[Labeled-object pointing entries]
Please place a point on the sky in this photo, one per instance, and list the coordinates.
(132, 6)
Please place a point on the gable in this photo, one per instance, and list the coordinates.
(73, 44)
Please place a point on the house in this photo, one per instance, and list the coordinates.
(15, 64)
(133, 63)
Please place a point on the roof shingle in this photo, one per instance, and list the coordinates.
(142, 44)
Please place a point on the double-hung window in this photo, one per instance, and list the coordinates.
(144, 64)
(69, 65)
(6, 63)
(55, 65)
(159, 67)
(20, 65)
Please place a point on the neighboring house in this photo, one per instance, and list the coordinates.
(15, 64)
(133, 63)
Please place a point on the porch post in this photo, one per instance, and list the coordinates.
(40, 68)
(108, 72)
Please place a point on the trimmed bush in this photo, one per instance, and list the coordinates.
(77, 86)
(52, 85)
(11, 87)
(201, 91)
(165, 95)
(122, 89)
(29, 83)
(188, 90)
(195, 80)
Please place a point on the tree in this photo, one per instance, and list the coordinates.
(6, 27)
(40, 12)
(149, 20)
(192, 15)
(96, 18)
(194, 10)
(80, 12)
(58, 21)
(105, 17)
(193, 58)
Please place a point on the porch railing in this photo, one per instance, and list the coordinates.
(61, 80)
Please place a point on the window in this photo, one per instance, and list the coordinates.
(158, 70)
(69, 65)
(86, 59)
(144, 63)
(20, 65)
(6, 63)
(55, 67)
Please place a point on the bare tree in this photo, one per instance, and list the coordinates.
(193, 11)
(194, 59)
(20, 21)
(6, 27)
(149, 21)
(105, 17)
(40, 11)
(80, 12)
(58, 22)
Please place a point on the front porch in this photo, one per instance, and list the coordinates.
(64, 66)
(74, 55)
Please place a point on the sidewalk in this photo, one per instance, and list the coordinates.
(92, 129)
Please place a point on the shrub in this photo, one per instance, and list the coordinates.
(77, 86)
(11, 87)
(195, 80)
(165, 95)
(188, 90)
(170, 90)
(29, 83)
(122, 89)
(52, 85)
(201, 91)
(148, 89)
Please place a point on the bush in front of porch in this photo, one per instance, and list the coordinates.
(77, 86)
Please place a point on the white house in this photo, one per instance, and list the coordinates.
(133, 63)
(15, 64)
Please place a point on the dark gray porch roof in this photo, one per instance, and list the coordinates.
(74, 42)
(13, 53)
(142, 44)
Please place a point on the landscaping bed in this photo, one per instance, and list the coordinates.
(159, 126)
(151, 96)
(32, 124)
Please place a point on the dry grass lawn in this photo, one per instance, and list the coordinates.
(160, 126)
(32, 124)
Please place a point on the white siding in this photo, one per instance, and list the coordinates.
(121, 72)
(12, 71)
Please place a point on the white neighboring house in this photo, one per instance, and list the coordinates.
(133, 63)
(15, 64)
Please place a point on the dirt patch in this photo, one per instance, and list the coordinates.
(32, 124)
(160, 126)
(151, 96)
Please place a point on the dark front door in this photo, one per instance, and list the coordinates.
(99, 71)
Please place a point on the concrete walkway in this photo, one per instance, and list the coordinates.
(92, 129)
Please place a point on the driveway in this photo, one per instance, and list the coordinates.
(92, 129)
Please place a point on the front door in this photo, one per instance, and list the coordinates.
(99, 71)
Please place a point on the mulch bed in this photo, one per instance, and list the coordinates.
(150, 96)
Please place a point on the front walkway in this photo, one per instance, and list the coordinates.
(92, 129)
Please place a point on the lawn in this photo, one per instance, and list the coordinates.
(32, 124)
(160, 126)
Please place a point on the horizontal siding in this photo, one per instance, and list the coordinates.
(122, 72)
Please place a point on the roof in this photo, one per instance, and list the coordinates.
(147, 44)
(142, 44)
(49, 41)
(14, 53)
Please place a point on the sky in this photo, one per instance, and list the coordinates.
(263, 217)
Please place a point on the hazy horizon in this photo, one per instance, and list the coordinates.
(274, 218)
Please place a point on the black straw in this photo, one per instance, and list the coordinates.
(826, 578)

* [Your instructions]: Write out every record verbatim.

* [Reply]:
Please place a point on the sky in this photo, one per instance, and list the coordinates.
(132, 6)
Please place a point on the gable in this photo, one per instance, and list the coordinates.
(73, 44)
Please place a point on the house in this photo, one per instance, and list the coordinates.
(15, 64)
(133, 63)
Please place a point on the roof shingle in this photo, one per instance, and list the coordinates.
(142, 44)
Please place a point on the double-hung window in this photo, one per instance, and list the coordinates.
(144, 64)
(69, 65)
(6, 63)
(55, 65)
(159, 67)
(20, 65)
Please place a point on the neighboring house in this photo, one per instance, and list the coordinates.
(15, 64)
(133, 63)
Please place a point on the porch post in this photo, one per instance, and list the coordinates.
(40, 68)
(108, 72)
Please place a point on the trimmed bush in this photo, one per instance, and list the coordinates.
(77, 86)
(52, 85)
(11, 87)
(201, 91)
(165, 95)
(122, 89)
(29, 83)
(188, 90)
(195, 80)
Please place a point on the tree in this photo, one per instance, and list the coordinates.
(6, 27)
(40, 12)
(149, 20)
(192, 15)
(96, 18)
(194, 10)
(80, 12)
(58, 21)
(105, 17)
(193, 58)
Please place a point on the porch railing in this photo, one per instance, and list the coordinates.
(61, 80)
Please place a point on the window in this photo, one per instance, and list the coordinates.
(158, 70)
(69, 65)
(86, 59)
(144, 63)
(20, 65)
(6, 63)
(55, 67)
Please place a point on the bare tree in this photo, one per instance, and list the coordinates.
(193, 11)
(194, 59)
(20, 21)
(6, 27)
(149, 21)
(105, 17)
(40, 11)
(80, 12)
(58, 22)
Please place a point on the front porch in this photo, one per instance, and list the coordinates.
(64, 66)
(74, 55)
Please place a point on the sidewalk in this photo, one per instance, and list the coordinates.
(92, 129)
Please place a point on the shrub in this photo, one per instance, and list the coordinates.
(77, 86)
(11, 87)
(195, 80)
(165, 95)
(188, 90)
(170, 90)
(29, 83)
(122, 89)
(52, 85)
(201, 91)
(148, 89)
Please place a point on the bush in front of porch in this photo, one per instance, and list the coordinates.
(77, 86)
Please place a point on the white house in this photo, one per instance, and list the coordinates.
(133, 63)
(15, 64)
Please place a point on the dark gray porch roof in this photo, one per instance, and list the coordinates.
(74, 42)
(13, 53)
(142, 44)
Please place a point on the landscaping bed in this photo, one per instance, and list the coordinates.
(159, 126)
(151, 96)
(32, 124)
Please place a point on the dry grass lawn in this photo, one per instance, and list the coordinates.
(160, 126)
(32, 124)
Please place a point on the white siding in this photo, one per instance, and list the coordinates.
(121, 72)
(12, 71)
Please place a point on the white neighboring house in this photo, one per instance, and list the coordinates.
(133, 63)
(15, 64)
Please place a point on the dirt patch in this photo, one per instance, and list the coordinates.
(32, 124)
(160, 126)
(151, 96)
Please place a point on the dark front door in this photo, one per instance, and list the coordinates.
(99, 71)
Please place a point on the concrete walkway in this photo, one per instance, and list the coordinates.
(92, 129)
Please place a point on the driveway in this photo, one per instance, and list the coordinates.
(92, 129)
Please place a point on the front door in this photo, one per instance, and list the coordinates.
(99, 71)
Please place a point on the mulch bed in this photo, one per instance, and list the coordinates.
(150, 96)
Please place a point on the front walkway in this photo, one per instance, and list the coordinates.
(92, 129)
Please place a point on the lawn in this photo, one per instance, and list the coordinates.
(32, 124)
(160, 126)
Please place a point on the horizontal siding in this photo, one per instance, and list the coordinates.
(122, 72)
Please place a point on the roof in this photo, one per instance, and list the coordinates.
(147, 44)
(142, 44)
(49, 41)
(14, 53)
Please place a point on the sky in this photo, one per instance, and list the coordinates.
(263, 217)
Please place a point on the hazy horizon in this photo, one per instance, and list the coordinates.
(274, 218)
Please place a point on the black straw in this photo, one per instance, and list the coordinates.
(826, 578)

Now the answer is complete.